Goal: Count the lines of the material that follows that contain the string "below". Give only the number.

Record set:
- - -
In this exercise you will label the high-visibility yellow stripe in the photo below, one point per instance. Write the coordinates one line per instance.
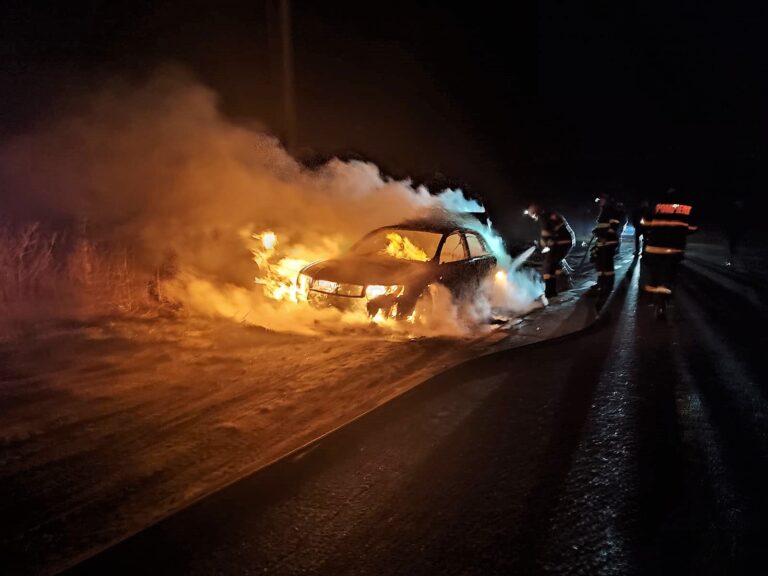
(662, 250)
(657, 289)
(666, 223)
- - -
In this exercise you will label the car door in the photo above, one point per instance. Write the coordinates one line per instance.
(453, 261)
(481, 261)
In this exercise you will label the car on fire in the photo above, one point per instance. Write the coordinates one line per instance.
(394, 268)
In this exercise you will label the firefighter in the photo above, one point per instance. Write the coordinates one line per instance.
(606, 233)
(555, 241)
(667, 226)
- - -
Response: 1